> **RAW DATA**

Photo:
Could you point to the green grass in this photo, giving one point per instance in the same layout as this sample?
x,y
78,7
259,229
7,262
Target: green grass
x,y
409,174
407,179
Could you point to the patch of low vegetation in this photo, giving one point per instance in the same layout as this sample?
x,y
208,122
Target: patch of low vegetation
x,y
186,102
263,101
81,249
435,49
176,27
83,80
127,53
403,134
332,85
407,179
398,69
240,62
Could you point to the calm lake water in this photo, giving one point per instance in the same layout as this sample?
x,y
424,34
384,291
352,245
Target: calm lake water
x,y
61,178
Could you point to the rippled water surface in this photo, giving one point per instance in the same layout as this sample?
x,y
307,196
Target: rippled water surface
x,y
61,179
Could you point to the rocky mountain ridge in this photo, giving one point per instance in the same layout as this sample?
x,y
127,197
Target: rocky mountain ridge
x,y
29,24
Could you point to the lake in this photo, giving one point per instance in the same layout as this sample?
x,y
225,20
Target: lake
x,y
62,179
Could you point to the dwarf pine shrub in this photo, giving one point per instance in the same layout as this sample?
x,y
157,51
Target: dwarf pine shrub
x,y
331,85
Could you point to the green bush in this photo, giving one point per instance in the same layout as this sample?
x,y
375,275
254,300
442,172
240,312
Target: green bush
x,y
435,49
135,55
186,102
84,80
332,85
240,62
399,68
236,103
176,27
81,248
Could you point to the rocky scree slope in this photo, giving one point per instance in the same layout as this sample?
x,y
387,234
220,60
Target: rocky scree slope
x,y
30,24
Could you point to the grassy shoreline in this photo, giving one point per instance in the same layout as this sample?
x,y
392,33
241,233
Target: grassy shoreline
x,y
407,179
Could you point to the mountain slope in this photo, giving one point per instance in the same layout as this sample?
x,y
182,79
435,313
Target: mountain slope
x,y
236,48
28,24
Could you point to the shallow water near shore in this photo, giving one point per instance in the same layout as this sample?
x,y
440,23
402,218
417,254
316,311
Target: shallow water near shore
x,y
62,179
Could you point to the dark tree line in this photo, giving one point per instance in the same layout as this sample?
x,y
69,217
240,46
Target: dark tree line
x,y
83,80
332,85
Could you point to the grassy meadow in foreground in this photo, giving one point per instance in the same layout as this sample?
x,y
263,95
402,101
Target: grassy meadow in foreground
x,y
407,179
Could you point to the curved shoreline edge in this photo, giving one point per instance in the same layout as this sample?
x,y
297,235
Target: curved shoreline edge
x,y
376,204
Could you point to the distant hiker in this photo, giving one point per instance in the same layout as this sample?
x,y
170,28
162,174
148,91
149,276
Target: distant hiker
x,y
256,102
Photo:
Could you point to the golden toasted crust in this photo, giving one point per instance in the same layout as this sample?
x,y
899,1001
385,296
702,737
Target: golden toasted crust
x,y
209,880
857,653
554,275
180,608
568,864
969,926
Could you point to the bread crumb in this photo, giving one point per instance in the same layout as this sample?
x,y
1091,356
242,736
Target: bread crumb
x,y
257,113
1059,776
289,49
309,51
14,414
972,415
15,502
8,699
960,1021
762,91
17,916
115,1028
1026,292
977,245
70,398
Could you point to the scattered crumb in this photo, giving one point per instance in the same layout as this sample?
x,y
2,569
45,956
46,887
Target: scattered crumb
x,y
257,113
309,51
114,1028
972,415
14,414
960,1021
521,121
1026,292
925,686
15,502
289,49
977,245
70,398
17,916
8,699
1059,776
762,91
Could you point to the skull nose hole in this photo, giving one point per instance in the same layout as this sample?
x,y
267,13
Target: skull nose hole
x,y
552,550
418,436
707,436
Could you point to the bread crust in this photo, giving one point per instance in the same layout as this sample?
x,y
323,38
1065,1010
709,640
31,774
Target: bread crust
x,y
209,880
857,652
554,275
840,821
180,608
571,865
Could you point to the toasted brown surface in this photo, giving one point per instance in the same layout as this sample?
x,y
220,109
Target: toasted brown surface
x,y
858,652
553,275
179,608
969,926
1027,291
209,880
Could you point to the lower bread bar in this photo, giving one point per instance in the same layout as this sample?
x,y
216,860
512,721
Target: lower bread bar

> **WORK REQUIRED**
Within the entries above, find each line where "lower" appears; copy every one.

> **WRITTEN REPLY**
Could you point to the lower bread bar in this photo, giving one point per instance in the same layout as this sample?
Target: lower bread bar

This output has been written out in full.